Object location annotation data:
------------------------------------------------------------

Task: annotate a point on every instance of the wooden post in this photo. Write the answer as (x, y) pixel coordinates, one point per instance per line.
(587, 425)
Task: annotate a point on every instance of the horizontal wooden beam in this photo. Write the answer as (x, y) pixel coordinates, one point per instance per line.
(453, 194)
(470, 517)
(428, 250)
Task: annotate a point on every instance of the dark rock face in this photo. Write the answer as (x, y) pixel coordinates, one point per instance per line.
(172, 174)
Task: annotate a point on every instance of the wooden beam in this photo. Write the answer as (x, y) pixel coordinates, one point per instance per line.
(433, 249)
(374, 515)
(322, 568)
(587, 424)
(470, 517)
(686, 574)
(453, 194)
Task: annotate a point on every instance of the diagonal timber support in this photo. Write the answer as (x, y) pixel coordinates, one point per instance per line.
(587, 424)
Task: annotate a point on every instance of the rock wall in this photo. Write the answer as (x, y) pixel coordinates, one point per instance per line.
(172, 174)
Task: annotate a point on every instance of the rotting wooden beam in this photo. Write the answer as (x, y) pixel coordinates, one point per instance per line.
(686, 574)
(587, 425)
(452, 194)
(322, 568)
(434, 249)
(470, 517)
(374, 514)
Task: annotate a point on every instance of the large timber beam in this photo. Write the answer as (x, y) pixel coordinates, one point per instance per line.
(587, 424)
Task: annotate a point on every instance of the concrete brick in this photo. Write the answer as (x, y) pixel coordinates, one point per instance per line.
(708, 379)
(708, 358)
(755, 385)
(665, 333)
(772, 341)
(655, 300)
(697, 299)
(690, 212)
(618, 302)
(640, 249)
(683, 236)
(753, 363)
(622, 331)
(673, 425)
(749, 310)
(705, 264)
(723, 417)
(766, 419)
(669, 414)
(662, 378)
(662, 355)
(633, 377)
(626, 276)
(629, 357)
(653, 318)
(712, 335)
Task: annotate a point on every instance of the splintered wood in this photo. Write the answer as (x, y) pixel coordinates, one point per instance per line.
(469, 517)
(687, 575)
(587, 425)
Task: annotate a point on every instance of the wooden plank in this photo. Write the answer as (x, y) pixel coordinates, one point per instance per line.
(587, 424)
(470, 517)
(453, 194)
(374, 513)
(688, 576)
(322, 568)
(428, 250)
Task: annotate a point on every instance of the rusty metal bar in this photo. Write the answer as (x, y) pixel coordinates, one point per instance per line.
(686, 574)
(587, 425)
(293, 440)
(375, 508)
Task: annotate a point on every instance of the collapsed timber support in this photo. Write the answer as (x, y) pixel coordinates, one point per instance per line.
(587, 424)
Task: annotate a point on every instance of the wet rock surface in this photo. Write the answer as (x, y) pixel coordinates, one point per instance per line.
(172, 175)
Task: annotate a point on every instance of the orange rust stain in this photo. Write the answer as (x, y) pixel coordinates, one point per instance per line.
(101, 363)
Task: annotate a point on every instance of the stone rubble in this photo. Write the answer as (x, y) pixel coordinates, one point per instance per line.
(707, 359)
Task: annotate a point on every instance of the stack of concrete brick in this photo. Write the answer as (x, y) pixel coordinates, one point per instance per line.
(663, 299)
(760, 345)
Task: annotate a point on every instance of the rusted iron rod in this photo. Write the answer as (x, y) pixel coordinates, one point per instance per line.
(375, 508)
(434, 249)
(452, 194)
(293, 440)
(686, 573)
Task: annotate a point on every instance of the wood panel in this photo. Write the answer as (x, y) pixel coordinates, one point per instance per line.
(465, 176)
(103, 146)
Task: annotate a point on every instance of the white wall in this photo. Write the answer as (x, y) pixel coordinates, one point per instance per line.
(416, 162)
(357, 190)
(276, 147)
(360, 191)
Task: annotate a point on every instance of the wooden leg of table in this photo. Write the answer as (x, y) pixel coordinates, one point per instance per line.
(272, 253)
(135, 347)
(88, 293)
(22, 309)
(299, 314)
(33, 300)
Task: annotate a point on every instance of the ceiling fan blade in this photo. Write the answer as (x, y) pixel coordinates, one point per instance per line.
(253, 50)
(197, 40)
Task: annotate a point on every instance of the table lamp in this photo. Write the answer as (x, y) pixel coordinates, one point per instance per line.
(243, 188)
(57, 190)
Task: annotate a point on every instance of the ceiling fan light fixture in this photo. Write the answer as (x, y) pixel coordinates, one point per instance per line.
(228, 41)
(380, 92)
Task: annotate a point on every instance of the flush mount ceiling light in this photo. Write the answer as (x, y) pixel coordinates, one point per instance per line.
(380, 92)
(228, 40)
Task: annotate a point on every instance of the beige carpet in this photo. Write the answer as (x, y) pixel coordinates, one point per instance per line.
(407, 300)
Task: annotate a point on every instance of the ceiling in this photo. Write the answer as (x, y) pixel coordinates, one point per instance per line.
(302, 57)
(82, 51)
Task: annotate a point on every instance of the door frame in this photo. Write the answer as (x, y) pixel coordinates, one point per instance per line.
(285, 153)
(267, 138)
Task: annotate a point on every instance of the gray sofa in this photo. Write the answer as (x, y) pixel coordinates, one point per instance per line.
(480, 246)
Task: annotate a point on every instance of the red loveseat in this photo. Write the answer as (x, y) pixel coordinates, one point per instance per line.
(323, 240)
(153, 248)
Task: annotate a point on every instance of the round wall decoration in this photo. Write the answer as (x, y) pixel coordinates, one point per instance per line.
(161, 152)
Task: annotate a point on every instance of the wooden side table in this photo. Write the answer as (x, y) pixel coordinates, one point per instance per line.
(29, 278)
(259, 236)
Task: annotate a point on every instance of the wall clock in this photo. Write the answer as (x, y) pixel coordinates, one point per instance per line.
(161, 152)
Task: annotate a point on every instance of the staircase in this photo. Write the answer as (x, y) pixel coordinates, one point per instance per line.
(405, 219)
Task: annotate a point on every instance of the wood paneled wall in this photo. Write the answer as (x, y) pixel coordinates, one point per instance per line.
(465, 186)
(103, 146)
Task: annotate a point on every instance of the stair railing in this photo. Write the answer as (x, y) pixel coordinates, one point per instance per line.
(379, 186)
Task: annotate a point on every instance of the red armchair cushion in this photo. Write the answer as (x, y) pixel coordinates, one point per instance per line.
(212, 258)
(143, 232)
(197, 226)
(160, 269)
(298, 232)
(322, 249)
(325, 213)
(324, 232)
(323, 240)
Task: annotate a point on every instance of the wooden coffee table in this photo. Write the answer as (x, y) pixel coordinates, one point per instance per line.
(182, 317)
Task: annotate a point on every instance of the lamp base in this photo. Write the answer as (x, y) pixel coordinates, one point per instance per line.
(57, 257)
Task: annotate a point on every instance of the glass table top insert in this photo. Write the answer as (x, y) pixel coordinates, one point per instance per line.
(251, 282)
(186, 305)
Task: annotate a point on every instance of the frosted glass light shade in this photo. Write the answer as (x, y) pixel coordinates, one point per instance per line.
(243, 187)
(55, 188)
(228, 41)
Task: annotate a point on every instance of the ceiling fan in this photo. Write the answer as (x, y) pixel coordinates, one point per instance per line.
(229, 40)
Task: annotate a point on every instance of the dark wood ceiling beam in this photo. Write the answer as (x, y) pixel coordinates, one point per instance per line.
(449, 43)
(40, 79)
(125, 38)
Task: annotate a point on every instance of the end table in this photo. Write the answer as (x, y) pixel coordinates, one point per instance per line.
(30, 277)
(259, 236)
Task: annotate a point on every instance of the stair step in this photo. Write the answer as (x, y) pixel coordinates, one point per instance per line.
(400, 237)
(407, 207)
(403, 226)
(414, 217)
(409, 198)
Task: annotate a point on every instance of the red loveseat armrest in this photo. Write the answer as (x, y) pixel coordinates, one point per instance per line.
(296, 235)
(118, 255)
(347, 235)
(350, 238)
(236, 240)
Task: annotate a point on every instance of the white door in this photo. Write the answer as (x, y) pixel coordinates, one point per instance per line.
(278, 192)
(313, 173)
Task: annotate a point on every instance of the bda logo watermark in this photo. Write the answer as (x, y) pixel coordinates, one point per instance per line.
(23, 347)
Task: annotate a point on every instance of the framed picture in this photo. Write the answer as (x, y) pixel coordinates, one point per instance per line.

------------------------------------------------------------

■ **SHORT TASK**:
Exactly repeat the lines from the line that contains "Task: annotate a point on every instance of the frosted" to the end of the entries, both included, and leave out all other lines.

■ **RIGHT ANSWER**:
Task: annotate a point on every instance of the frosted glass light shade in this photo. Write the answer as (x, y) pixel coordinates, one point per instance per line.
(243, 187)
(55, 188)
(228, 41)
Task: annotate a point on every instance of the ceiling fan in this photo. Write the answer as (x, y) pixel coordinates, one point per instance per line.
(229, 40)
Task: annotate a point on every instance of the dark wood ceiling beam in this photo. Write the answer as (x, y) pixel coordinates, one point per instance per line.
(449, 43)
(40, 79)
(125, 38)
Task: annotate a point on every instance of the end table in this photo. Write the answer as (x, y) pixel coordinates, one point per instance per line.
(30, 277)
(259, 236)
Task: annotate a point on every instance of the stair step in this photo. Write the answer as (x, y) pixel coordinates, one point per instance per line.
(400, 237)
(407, 207)
(403, 226)
(414, 217)
(409, 198)
Task: annotate a point on every instance of the red loveseat armrest in this photo. Write the answer as (x, y) pixel coordinates, one point per instance per line.
(296, 235)
(118, 255)
(347, 235)
(350, 238)
(236, 240)
Task: annotate a point on every instance of the white door in this photo. Write the answer as (x, y) pixel coordinates, one point per instance per line.
(278, 192)
(313, 173)
Task: annotate a point on every instance of the bda logo watermark in this photo. Write the answer as (x, y) pixel coordinates, one point per instance per line.
(23, 347)
Task: annotate a point on every instance of the framed picture in this photo. Write the answer as (x, y) pixel coordinates, one point per instance per line.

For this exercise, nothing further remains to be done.